**EXTRAIT DU TEXTE**
Il est certain que Vassili Grossman est un très grand écrivain russe du XX siècle, connu essentiellement pour son célèbre diptyque : Pour une juste cause, qui décrit de façon réaliste la bataille de Stalingrad et surtout, Vie et destin qui lui valut bien des déboires de la part des autorités soviétiques. Une pensée riche, basée sur la bonté humaine, et sur l’humanisme pan slave de Tchekhov.  Il est certain que même aujourd’hui, sa pensée à quelque chose de sulfureux, voire de déplaisant pour le pouvoir en place en Russie. Il est trop individualiste, trop libéral pour un système politique où la Nation et le culte de la personnalité du chef sont au centre de l’idéologie politique.

Pierre est un acteur-metteur en scène de la région grenobloise qui vient à Saint-Pétersbourg pour jouer le monologue qu’il a écrit à partir de la vie et de l’œuvre de Grossman sous le patronage de l’Alliance française. La responsable de sa venue est Assia, petite fille d’un des principaux généraux de la victoire de Stalingrad et qui croit encore dans le communisme. Malgré de bonnes critiques le spectacle est vite supprimé car ne plaisant pas aux autorités. Assia essaie alors de trouver de nouvelles salles à Saint-Pétersbourg et à Moscou pour que la pensée de Grossman trouve un public plus nombreux.

**EXERCICE 1**
Recopiez fidèlement le passage du texte sur Grossman qui commence par les mots contenant « Il est certain que Vassili » et s'achève sur « de l’idéologie politique. ».
**EXERCICE 2**
D'après le texte sur Grossman, sous quel patronage Pierre vient-il jouer son monologue à Saint-Pétersbourg ?
**EXERCICE 3**
Dites si chacune des affirmations suivantes s'accorde avec le texte sur Grossman, en citant les mots qui tranchent. (a) Pour une juste cause décrit la bataille de Stalingrad. (b) Assia ne croit plus au communisme. (c) Grâce à de bonnes critiques, le spectacle est resté longtemps à l'affiche.
Appuyez-vous uniquement sur le texte sur Grossman.

**ENTRÉES**

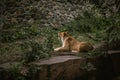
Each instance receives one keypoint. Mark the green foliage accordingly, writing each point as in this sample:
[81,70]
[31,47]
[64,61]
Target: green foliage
[19,32]
[36,52]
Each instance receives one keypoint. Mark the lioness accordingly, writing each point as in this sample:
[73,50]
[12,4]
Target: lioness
[70,44]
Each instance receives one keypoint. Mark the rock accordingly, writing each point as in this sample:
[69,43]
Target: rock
[60,68]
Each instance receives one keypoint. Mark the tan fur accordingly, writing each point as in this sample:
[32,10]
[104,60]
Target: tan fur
[70,44]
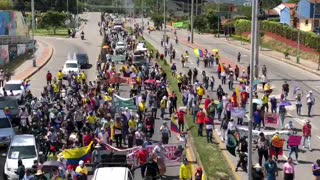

**RÉPONSE RÉDIGÉE 1**
Il est certain que Vassili Grossman est un très grand écrivain russe du XX siècle, connu essentiellement pour son célèbre diptyque : Pour une juste cause, qui décrit de façon réaliste la bataille de Stalingrad et surtout, Vie et destin qui lui valut bien des déboires de la part des autorités soviétiques. Une pensée riche, basée sur la bonté humaine, et sur l’humanisme pan slave de Tchekhov.  Il est certain que même aujourd’hui, sa pensée à quelque chose de sulfureux, voire de déplaisant pour le pouvoir en place en Russie. Il est trop individualiste, trop libéral pour un système politique où la Nation et le culte de la personnalité du chef sont au centre de l’idéologie politique.

**RÉPONSE RÉDIGÉE 2**
Il vient le jouer sous le patronage de l'Alliance française.

**RÉPONSE RÉDIGÉE 3**
(a) Oui : « Pour une juste cause, qui décrit de façon réaliste la bataille de Stalingrad ».
(b) Non : « et qui croit encore dans le communisme ».
(c) Non : « Malgré de bonnes critiques le spectacle est vite supprimé ».